* **Written problem a**
Answer these questions about the article on the Smart Fortwo Cabrio, one per line:
(i) How much horsepower does the car's engine produce?
(ii) About how many exterior color combinations are available?
(iii) How many seconds does the roof take to come down?

* **Passage shown**
With the diminutive Smart Fortwo, a little charm goes a long way. The modern micro car has made a home for itself in cities across the U.S. where bigger might not necessarily be better. Heck, even the NYPD have incorporated it into its fleet, finding the Fortwo ideal for patrolling the dense urban streets of Manhattan swiftly and efficiently.
It might seem that with this tiny, quirky runabout leaves little room for improvement, but Smart has an easy way around that: Just take the roof off.
The Smart Fortwo Cabrio is the open-air version of the two-seater city car. The 1-liter turbocharged three-cylinder housed within gins up 89 horsepower and 100 pound-feet of torque. Power routes to the rear wheels by way of either a five-speed manual transmission or a six-speed dual-clutch automatic.
Tear the roof off the sucka
Even in a place as quirky and eclectic as Brooklyn, the two-toned color contrast between the Smart’s Tridion safety cell and body panels stands out. Fun is important as function, so there are around 100 exterior color combinations available. While still 5.4 feet wide, the car is 8.8 feet long, making ideal for this dense metropolis, where parking is at a premium.
With the Cabrio, the Fortwo trades its hard top for a retractable soft top. The lid slides along the roof bars to open up the cabin to the sky, similar to its diminutive counterpart, the Fiat 500 convertible. Unlike the Fiat, however, the roof bars are removable for more of a drop-top look and feel. As such, Smart refers to this as a “tritop,” since you can have three different levels of roof experience. It takes 12 seconds come down and since it’s on rails, it can come down at any speed.
I set off through the bustling borough, a mere dot in the middle of a herd of Honda Odysseys, dodging them like Simba dodged wildebeests in The Lion King. The incredulous looks I received came as no surprise as the wild two-tone interior matched the exterior.
First off, for a micro car, the Fortwo indeed fits two adults with complete comfort. In fact, it’s such a good fit, it’s easy to forget that you’re in such a compact car until reminders pop up, like a car that seems to stop way too close behind you an intersection, but it just feels like that because the there is so little “rear.”

* **Entries provided**
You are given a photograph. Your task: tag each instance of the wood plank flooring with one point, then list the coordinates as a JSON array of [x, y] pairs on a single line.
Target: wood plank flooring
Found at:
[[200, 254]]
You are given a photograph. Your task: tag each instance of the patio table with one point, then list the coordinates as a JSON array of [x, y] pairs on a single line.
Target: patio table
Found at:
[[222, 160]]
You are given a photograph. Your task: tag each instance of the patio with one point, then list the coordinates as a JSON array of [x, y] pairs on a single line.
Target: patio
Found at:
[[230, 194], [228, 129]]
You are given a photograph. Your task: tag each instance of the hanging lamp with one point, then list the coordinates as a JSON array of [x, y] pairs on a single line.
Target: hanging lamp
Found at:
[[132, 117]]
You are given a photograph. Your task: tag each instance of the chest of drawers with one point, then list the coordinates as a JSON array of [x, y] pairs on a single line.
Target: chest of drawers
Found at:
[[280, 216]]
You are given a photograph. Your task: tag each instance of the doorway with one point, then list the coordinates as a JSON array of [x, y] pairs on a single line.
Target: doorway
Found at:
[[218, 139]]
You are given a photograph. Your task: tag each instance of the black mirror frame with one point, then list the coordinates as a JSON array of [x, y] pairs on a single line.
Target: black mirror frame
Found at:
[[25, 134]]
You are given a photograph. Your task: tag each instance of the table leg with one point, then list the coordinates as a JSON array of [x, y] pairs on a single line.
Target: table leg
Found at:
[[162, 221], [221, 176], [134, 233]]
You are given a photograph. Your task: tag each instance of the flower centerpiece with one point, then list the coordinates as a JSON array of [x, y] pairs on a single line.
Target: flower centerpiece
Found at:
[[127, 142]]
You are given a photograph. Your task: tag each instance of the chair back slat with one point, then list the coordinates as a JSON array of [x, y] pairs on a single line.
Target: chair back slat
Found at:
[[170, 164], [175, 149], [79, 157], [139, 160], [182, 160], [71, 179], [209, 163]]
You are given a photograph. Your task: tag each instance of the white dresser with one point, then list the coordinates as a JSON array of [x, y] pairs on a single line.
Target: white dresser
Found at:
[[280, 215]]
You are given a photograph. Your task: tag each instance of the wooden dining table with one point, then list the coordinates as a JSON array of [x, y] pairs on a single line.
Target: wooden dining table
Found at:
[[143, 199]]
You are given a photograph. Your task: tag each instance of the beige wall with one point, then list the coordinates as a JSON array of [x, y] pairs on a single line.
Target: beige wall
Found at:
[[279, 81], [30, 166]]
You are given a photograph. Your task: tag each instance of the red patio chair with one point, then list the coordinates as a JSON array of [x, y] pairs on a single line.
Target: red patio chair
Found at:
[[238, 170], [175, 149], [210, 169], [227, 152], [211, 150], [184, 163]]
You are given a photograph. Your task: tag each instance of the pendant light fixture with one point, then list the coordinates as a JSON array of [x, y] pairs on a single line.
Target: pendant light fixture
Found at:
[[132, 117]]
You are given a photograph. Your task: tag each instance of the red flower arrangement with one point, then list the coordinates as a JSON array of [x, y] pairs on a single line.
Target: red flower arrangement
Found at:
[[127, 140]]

* **Written problem b**
Write out the records again, starting at the first line and ending at the line containing "[[280, 216]]", both ends included. Increase every coordinate in the answers by 82, and keep all other lines unchanged.

* **Exercise response a**
(i) 89 horsepower
(ii) Around 100
(iii) 12 seconds

* **Exercise response b**
You are given a photograph. Your task: tag each instance of the wood plank flooring with one point, then list the coordinates as a JSON array of [x, y] pairs on a single line.
Target: wood plank flooring
Found at:
[[282, 336]]
You are given a photograph. Your task: tag each instance of the patio table with one point, then list the coordinates as a JSON array of [x, y] pairs on a single line.
Target: patio table
Found at:
[[304, 242]]
You are given a photograph. Your task: tag each instance of the patio with one point, then list the coordinates as a JSON array of [x, y] pairs on a single line.
Target: patio
Found at:
[[312, 276], [310, 211]]
You are given a photograph. Your task: tag each instance of the hanging lamp with one point, then list the coordinates as a JSON array of [x, y] pairs on a single line.
Target: hanging lamp
Found at:
[[214, 199]]
You are given a photograph. Your task: tag each instance of the chest of drawers with one point, then list the coordinates as a JSON array of [x, y] pairs on a single line.
Target: chest of drawers
Found at:
[[362, 298]]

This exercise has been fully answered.